> [Task statement]: Each entry below is to be extracted exactly.

> [Stored items]:

━━━━━━━━

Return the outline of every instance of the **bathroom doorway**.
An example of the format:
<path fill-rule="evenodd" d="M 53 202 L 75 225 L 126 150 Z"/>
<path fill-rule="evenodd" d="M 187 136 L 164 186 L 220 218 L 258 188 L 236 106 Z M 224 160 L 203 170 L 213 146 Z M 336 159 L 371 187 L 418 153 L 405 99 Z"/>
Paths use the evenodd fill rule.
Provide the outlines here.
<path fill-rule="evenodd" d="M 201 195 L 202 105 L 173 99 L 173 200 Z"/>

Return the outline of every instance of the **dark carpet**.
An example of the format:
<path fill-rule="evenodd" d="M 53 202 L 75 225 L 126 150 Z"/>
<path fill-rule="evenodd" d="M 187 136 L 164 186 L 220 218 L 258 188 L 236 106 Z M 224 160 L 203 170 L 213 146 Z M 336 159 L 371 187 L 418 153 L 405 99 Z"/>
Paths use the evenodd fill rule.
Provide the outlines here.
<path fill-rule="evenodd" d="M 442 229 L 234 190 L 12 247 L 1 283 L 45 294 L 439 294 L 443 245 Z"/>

━━━━━━━━

> [Exercise output]:
Return the outline of every instance of the **bathroom doorway**.
An example of the format:
<path fill-rule="evenodd" d="M 53 202 L 75 225 L 126 150 Z"/>
<path fill-rule="evenodd" d="M 187 136 L 164 186 L 220 218 L 258 188 L 236 106 Z M 224 160 L 203 170 L 213 146 Z M 336 159 L 371 187 L 418 153 L 405 99 Z"/>
Paths use the evenodd fill rule.
Provide the outlines here.
<path fill-rule="evenodd" d="M 201 195 L 202 105 L 173 99 L 173 200 Z"/>

Return the outline of every instance of the **dark carpet**.
An example of the format:
<path fill-rule="evenodd" d="M 53 202 L 75 225 L 126 150 Z"/>
<path fill-rule="evenodd" d="M 187 136 L 164 186 L 220 218 L 258 188 L 236 106 Z M 224 160 L 203 170 L 213 146 Z M 336 159 L 371 187 L 418 153 L 405 99 Z"/>
Paths use the evenodd fill rule.
Provide the outlines here.
<path fill-rule="evenodd" d="M 442 229 L 234 190 L 12 247 L 1 283 L 45 294 L 439 294 L 443 245 Z"/>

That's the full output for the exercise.